==== 提供テキスト ====

保障給の仕組みを解説!求人票の想定年収との関係についても併せて転職エージェントが解説します
特に給与は生活に直結するだけにとても気になるポイントでしょう。この給与欄に保障給という文言が見受けられる求人があります。この保障給とはなんでしょうか? 想定年収との関係性や条件の見方について解説します。
目次
保障給とは?
保障給について、言葉の意味が分からない方はいらっしゃると思います。
一言でいうのであれば、最低限保証される給与額のことです。
採用条件には、支払われる給与についての記載があります。
そこには、月収、年収のような金額とともに給与体系について記載されています。
保障給についてはその給与の記載の中で、追記されるような形で明記されている場合や、備考欄のような場所の中に記載がされている場合があります。
基本的には歩合制に記載がある
歩合制となる場合、給与は実績を出すことで積みあがっていきます。
その際に、実績が0だった場合に給与が0円になってしまうことを防ぐのが保障給となります。
また、基本的には一定額が保障給として定められるため、その金額を下回ってしまった際も保障給の金額までは支払っていただけるということになります。
閑散期や想定していた成績ではなかった月には、収入が大きく減少するリスクがあります。
このため、労働基準法第27条には労働時間に応じた一定額の賃金の保障を規定しています。
賃金が確実に、また、労働者の生活を保障するに足りる程度に、労働者の手中に支払われる
ことを確保するため、以下の規定が設けられている。
出来高払いの保障給(第27条)
出来高払制の労働者について、労働時間に応じ一定額の賃金を保障しなければならないことを規定
厚生労働省資料『賃金に関する労働基準関係法令等について』
歩合給を含んだ給与システムの場合、月によって受給額が大きく変動しないよう一定の金額に満たないケースに限って支給しなければなりません。
そのため、歩合給を含む給与システムの場合、但し書きで保障給についての記載があるのです。
そもそも固定給や歩合給とは?
保障給は月によって成果や業績に大きな変動が起き、そのために生活が不安定にならないように定められています。
では、そもそも固定給や歩合給とはどのような給与システムなのでしょうか?

====

> 取り組む課題:
A. 保障給の解説のうち、「出来高払制の労働者について、」を含む語句で始まり「では、そもそも固定給や歩合給とはどのような給与システムなのでしょうか?」で終わる部分を、一字一句変えずに繰り返してください。
B. 保障給の解説では、保障給を一言でいうと何だと説明していますか。

==== 保存データ ====

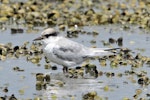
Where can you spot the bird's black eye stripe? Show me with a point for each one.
(52, 34)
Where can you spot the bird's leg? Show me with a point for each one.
(65, 69)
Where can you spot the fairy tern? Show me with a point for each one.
(65, 52)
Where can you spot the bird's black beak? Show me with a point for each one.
(39, 38)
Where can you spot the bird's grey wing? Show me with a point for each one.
(70, 52)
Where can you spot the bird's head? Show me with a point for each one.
(50, 32)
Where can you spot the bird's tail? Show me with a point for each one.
(102, 51)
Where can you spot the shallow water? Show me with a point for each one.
(119, 87)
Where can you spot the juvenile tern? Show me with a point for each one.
(65, 52)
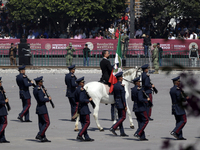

====

> 最終解答:
A.
出来高払制の労働者について、労働時間に応じ一定額の賃金を保障しなければならないことを規定
厚生労働省資料『賃金に関する労働基準関係法令等について』
歩合給を含んだ給与システムの場合、月によって受給額が大きく変動しないよう一定の金額に満たないケースに限って支給しなければなりません。
そのため、歩合給を含む給与システムの場合、但し書きで保障給についての記載があるのです。
そもそも固定給や歩合給とは?
保障給は月によって成果や業績に大きな変動が起き、そのために生活が不安定にならないように定められています。
では、そもそも固定給や歩合給とはどのような給与システムなのでしょうか?

B. 最低限保証される給与額のことです。